[Document extract]

A few months ago I joined forces with Sir Anthony Seldon, the vice-chancellor of Buckingham University, to run an idea up the flagpole. Why not make it possible for senior managers from outside the teaching profession to retrain as heads? Anthony, who was a successful head himself, is in the process of setting up the Buckingham Institute of School Leadership to train the heads of the future. He proposed creating a mid-career and late-career entry track into this programme so successful managers in their thirties, forties and fifties can retrain as school leaders.
This idea was met with some scepticism by teachers and I can’t say I blame them. It rankles for the same reason that allowing people from outside the profession to set up free schools rankles, as well as encouraging people to teach who don’t have QTS (Qualified Teacher Status). It implies there’s nothing particularly valuable about the training or experience that goes into the making of a good teacher — any Tom, Dick or Harry could waltz in off the street and do what they do. It’s symptomatic of a failure to take the profession of teaching -seriously, which is an continuing source of resentment. If I were a teacher it would certainly annoy me.
For what it’s worth, my -experience of helping to set up free schools left me with a huge respect for the profession. None of the schools would have got off the ground without the involvement of experienced teachers as co-founders, and that’s true of most free schools — more than 70 per cent have been set up by teacher–led groups. In addition, the eagerness of free schools and academies to employ non-qualified teachers has been exaggerated. At our schools we take on non-QTS teaching staff only if they’re willing to become qualified in due course.

[/Document extract]
[Data shown]

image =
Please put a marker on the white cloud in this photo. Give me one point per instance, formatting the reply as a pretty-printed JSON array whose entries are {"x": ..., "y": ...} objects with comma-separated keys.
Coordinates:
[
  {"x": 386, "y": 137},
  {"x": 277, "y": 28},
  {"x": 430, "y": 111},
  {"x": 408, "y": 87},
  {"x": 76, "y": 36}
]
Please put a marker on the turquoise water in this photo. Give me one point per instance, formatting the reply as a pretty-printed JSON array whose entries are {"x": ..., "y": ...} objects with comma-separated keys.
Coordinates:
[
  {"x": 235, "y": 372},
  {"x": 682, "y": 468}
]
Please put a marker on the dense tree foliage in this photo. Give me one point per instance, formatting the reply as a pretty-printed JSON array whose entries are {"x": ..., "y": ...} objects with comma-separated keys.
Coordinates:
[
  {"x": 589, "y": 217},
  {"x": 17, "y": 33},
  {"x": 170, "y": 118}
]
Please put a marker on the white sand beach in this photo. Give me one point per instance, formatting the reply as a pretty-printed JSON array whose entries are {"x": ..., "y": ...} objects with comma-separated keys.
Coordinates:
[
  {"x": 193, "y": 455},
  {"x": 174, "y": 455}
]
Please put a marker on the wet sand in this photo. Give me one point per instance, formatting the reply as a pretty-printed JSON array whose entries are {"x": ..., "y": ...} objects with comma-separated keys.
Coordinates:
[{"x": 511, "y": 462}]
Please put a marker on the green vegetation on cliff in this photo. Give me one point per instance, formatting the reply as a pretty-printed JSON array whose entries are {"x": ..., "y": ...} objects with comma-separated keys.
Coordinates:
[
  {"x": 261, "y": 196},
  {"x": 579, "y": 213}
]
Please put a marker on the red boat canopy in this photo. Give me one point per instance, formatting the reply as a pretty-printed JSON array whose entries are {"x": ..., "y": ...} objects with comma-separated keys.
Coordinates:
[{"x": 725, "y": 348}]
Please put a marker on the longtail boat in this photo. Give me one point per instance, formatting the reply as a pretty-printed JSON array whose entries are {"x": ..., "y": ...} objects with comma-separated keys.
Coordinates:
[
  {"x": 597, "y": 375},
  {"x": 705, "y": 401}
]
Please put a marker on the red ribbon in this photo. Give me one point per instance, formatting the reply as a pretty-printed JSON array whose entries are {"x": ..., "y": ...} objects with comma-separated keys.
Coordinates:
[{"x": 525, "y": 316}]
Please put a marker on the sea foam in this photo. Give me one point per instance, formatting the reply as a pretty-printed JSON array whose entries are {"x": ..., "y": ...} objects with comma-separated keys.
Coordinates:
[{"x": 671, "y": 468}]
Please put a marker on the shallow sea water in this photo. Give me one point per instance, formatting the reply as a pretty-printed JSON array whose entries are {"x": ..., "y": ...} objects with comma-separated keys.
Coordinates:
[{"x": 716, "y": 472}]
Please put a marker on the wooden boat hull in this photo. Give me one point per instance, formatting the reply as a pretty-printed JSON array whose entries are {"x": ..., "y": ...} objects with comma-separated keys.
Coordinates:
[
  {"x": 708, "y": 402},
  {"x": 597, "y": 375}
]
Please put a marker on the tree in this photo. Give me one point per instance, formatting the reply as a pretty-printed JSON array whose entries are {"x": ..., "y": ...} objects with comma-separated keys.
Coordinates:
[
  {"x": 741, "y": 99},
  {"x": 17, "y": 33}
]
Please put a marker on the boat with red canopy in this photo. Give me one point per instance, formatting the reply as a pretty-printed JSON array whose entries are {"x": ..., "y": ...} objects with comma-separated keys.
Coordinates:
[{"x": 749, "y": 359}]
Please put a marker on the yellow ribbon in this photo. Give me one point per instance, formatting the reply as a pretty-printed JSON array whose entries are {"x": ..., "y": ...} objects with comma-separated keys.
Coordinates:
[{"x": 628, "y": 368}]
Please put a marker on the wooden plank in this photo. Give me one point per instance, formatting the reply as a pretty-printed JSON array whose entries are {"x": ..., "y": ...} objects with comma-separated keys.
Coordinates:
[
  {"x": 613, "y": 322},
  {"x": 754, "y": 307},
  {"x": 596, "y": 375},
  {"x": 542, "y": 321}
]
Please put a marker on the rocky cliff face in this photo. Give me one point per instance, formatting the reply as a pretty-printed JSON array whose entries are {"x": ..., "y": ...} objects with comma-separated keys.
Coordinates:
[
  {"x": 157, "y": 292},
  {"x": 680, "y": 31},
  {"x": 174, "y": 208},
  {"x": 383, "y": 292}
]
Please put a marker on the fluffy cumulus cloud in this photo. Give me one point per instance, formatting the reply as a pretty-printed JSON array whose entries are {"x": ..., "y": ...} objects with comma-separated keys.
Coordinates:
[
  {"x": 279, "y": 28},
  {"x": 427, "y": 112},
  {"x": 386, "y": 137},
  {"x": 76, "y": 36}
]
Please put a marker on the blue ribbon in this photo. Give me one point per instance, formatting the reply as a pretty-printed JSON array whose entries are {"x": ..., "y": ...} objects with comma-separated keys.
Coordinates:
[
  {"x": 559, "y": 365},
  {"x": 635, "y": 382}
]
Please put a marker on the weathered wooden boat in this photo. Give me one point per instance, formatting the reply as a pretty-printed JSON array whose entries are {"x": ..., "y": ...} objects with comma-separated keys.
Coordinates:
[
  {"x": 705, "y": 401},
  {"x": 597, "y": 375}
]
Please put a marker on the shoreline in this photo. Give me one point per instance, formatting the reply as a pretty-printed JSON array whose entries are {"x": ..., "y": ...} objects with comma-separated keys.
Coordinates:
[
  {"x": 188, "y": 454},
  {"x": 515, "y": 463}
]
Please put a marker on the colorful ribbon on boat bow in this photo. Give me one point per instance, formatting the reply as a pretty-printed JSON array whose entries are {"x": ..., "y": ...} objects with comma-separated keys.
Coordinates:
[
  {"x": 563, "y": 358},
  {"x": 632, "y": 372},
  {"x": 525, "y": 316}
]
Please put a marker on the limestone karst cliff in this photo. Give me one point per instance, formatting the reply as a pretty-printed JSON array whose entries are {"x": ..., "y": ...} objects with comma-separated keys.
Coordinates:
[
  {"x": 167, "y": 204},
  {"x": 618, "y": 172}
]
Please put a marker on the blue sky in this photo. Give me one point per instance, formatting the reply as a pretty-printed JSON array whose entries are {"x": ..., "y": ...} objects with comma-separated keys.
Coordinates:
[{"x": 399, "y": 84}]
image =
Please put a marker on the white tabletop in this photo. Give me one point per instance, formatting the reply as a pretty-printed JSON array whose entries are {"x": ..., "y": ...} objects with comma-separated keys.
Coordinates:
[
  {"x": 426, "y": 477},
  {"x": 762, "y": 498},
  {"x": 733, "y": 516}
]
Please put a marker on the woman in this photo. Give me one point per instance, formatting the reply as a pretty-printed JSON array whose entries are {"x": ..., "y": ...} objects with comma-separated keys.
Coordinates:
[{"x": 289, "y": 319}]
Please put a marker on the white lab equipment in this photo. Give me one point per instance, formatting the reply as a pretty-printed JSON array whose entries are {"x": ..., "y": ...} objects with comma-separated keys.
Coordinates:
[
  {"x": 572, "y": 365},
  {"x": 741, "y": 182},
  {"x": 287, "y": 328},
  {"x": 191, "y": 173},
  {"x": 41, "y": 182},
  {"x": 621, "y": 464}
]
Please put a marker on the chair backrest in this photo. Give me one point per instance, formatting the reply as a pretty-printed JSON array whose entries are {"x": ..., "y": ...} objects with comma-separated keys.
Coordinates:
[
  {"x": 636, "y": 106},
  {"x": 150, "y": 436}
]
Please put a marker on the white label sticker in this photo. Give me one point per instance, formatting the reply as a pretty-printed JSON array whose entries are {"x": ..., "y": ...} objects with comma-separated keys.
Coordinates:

[/Data shown]

## Action item
Sum up the passage about retraining outside managers as school heads in two sentences. These items have no connection to the passage about retraining outside managers as school heads.

## Response
The writer and Sir Anthony Seldon proposed a mid-career and late-career entry track at the Buckingham Institute of School Leadership so that successful managers from outside teaching could retrain as heads, an idea teachers met with skepticism because, like outsiders setting up free schools and non-QTS teaching, it implies there is nothing particularly valuable about teachers' training and experience. The writer says helping to set up free schools left a huge respect for the profession, notes that more than 70 percent of free schools were set up by teacher-led groups, and says the eagerness to employ non-qualified teachers has been exaggerated, with the writer's schools taking on non-QTS staff only if they are willing to qualify.